▶ [DATA SUPPLIED]
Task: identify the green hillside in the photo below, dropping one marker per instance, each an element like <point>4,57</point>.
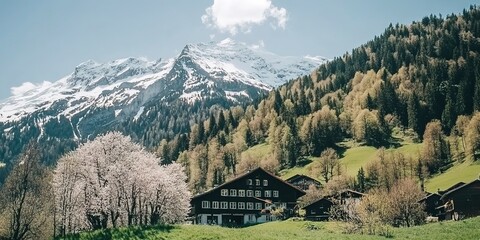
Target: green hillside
<point>467,229</point>
<point>359,156</point>
<point>465,172</point>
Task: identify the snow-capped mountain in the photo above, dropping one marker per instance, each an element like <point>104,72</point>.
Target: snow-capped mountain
<point>95,96</point>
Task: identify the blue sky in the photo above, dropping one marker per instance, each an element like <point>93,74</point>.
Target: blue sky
<point>45,40</point>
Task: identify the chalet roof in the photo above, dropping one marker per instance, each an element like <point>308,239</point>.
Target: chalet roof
<point>246,174</point>
<point>319,200</point>
<point>456,185</point>
<point>296,176</point>
<point>445,195</point>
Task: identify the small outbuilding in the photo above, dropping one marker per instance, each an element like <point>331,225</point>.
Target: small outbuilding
<point>461,202</point>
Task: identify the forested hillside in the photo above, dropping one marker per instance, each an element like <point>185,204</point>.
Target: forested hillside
<point>420,79</point>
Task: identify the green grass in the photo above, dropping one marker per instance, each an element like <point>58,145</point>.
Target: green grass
<point>357,157</point>
<point>258,151</point>
<point>288,230</point>
<point>460,172</point>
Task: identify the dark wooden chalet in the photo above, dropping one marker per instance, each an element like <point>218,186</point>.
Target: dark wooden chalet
<point>318,210</point>
<point>303,182</point>
<point>431,201</point>
<point>461,202</point>
<point>245,200</point>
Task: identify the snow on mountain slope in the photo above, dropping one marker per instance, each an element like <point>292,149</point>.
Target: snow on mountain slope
<point>233,64</point>
<point>91,84</point>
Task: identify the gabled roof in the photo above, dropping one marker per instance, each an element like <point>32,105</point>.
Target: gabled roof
<point>246,174</point>
<point>456,185</point>
<point>319,200</point>
<point>296,176</point>
<point>459,188</point>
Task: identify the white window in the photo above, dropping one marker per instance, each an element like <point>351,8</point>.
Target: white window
<point>275,193</point>
<point>241,193</point>
<point>268,193</point>
<point>224,192</point>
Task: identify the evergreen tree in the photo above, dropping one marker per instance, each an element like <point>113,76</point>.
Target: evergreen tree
<point>361,180</point>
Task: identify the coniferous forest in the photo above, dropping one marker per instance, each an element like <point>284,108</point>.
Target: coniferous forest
<point>419,82</point>
<point>421,78</point>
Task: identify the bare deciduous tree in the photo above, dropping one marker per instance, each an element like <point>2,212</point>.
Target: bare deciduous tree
<point>24,198</point>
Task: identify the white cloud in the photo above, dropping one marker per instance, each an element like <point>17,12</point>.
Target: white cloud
<point>241,15</point>
<point>27,87</point>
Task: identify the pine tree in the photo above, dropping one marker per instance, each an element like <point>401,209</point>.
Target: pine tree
<point>361,180</point>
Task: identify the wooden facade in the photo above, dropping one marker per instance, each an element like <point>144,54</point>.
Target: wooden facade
<point>318,210</point>
<point>461,202</point>
<point>431,201</point>
<point>303,182</point>
<point>247,199</point>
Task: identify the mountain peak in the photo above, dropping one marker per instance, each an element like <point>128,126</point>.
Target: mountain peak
<point>226,41</point>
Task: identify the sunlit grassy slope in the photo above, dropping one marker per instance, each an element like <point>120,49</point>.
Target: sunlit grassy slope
<point>355,157</point>
<point>460,172</point>
<point>289,229</point>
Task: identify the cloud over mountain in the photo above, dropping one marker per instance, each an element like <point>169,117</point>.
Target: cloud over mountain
<point>235,16</point>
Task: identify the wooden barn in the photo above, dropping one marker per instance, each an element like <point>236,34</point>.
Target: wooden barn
<point>303,181</point>
<point>461,202</point>
<point>318,210</point>
<point>247,199</point>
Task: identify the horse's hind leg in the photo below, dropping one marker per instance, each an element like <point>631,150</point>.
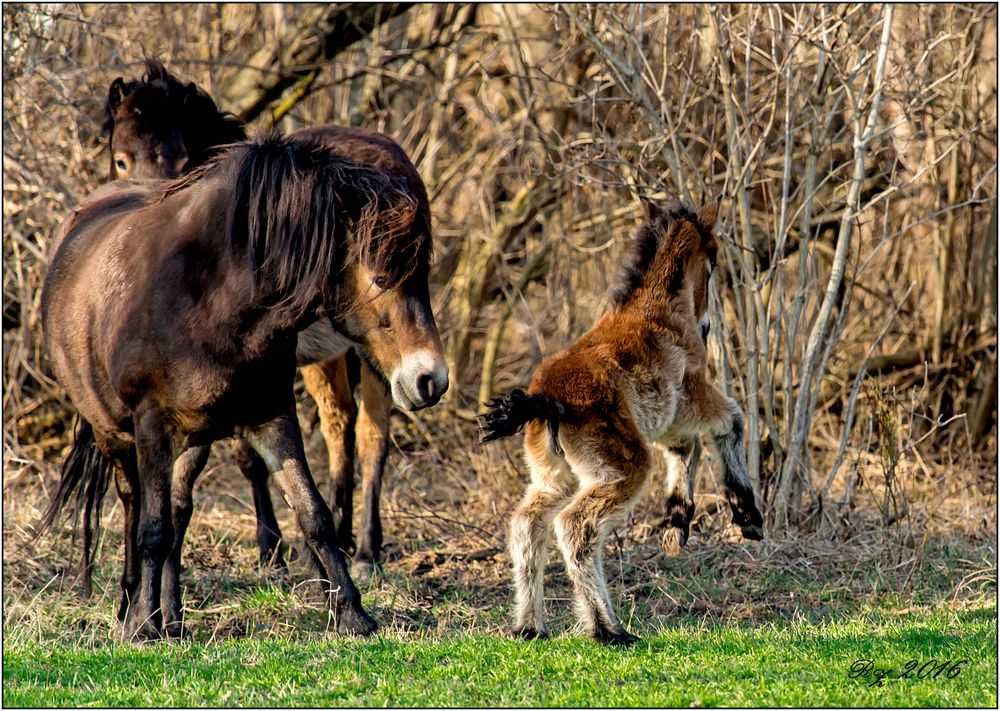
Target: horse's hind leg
<point>279,442</point>
<point>550,489</point>
<point>268,533</point>
<point>617,468</point>
<point>329,386</point>
<point>127,484</point>
<point>373,448</point>
<point>187,467</point>
<point>155,529</point>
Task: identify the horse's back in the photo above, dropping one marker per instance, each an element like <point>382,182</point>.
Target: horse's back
<point>363,145</point>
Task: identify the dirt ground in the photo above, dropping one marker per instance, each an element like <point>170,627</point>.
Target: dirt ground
<point>446,502</point>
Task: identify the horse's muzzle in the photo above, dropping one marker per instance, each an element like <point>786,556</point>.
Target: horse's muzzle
<point>419,381</point>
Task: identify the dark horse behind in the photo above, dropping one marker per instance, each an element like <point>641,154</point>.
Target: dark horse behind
<point>171,313</point>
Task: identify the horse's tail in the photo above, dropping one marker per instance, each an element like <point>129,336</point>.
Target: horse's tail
<point>508,414</point>
<point>84,481</point>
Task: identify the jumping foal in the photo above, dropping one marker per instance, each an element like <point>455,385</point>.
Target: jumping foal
<point>637,379</point>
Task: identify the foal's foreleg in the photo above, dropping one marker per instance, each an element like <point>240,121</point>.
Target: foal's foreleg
<point>682,467</point>
<point>186,469</point>
<point>583,525</point>
<point>268,533</point>
<point>279,442</point>
<point>373,449</point>
<point>328,384</point>
<point>721,416</point>
<point>529,531</point>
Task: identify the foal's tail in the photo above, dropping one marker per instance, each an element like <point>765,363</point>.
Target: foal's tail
<point>509,413</point>
<point>84,481</point>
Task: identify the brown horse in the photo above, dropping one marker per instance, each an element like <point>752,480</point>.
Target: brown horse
<point>190,115</point>
<point>171,314</point>
<point>637,378</point>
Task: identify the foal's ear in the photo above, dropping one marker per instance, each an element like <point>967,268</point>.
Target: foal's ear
<point>117,93</point>
<point>652,209</point>
<point>707,215</point>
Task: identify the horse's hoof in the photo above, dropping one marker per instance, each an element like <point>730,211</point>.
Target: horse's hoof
<point>352,621</point>
<point>528,633</point>
<point>616,639</point>
<point>142,634</point>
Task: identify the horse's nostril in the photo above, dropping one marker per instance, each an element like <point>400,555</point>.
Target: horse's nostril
<point>425,386</point>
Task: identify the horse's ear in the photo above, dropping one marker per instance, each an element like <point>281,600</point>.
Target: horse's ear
<point>117,93</point>
<point>708,214</point>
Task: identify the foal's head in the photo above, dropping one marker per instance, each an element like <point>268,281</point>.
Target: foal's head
<point>673,251</point>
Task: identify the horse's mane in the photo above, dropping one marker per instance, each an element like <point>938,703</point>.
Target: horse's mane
<point>661,241</point>
<point>300,212</point>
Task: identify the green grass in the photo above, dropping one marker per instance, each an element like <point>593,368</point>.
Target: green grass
<point>796,662</point>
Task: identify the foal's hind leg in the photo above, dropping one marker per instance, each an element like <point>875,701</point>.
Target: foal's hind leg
<point>373,448</point>
<point>682,467</point>
<point>187,467</point>
<point>328,384</point>
<point>551,486</point>
<point>615,465</point>
<point>721,417</point>
<point>268,533</point>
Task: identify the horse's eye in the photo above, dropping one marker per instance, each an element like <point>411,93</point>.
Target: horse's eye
<point>123,164</point>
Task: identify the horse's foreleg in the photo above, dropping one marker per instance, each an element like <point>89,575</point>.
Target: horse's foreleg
<point>373,448</point>
<point>550,489</point>
<point>155,534</point>
<point>329,386</point>
<point>187,467</point>
<point>279,442</point>
<point>268,533</point>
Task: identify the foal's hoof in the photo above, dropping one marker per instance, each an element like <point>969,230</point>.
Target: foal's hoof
<point>142,634</point>
<point>752,532</point>
<point>750,521</point>
<point>351,621</point>
<point>615,639</point>
<point>528,633</point>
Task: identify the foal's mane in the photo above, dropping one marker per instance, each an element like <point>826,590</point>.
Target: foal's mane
<point>664,242</point>
<point>300,212</point>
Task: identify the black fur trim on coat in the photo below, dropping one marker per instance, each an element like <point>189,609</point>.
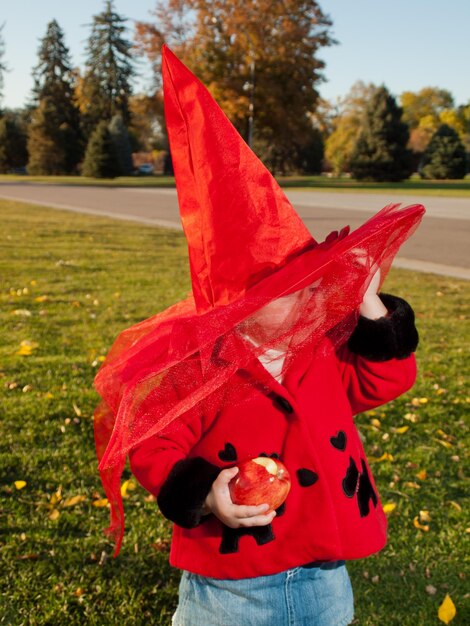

▶ [AIM]
Return verbatim the rows starting with the line that contains "Task: identify the foal's mane" and going on through the end of the rows, leaving out the pictures.

▶ [OUTPUT FOR THIS EXERCISE]
Task: identify the foal's mane in the photo above, dropping one marker per instance, each an element like <point>826,590</point>.
Target: foal's mane
<point>664,242</point>
<point>300,212</point>
Task: identify the black fur trim on coat in the photo below, dropping one marker per instance, each an element like <point>189,609</point>.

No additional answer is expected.